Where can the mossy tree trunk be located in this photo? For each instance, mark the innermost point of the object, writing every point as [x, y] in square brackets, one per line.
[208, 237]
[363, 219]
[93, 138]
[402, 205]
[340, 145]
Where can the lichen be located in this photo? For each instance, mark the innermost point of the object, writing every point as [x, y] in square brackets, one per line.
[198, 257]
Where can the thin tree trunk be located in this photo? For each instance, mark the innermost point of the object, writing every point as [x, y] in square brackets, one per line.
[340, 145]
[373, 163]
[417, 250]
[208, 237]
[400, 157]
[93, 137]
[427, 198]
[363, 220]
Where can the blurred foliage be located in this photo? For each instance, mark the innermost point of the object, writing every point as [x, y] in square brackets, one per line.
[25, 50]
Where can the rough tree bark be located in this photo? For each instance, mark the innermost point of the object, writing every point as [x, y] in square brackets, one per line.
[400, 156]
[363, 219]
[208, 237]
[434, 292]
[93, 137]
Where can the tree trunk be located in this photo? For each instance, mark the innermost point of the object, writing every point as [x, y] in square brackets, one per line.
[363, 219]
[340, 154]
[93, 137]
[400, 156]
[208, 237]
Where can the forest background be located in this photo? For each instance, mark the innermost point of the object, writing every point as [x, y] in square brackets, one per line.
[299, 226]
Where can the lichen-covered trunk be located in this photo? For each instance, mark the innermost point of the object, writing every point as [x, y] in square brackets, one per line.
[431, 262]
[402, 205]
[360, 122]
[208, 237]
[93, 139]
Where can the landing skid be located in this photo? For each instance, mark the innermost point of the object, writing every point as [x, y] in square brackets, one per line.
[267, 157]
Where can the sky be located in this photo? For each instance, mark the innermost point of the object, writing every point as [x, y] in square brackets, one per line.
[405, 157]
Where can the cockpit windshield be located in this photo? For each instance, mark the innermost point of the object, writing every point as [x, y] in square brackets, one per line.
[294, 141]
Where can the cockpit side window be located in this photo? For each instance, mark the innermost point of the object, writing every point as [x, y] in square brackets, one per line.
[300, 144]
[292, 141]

+ + + +

### [Task objective]
For the entries above, transcribe precisely the lines from the one with "Where can the cockpit windshield" through the end, including both.

### [Reply to the exercise]
Where can the cockpit windshield be located in this photo? For each instance, mark the innermost point of the object, writing every point as [x, y] in square brackets, one per line.
[294, 141]
Where can the cockpit side window be located in this photo? For each instance, mark the innermost point of the object, writing every point as [x, y] in square brackets, one per line.
[300, 144]
[292, 141]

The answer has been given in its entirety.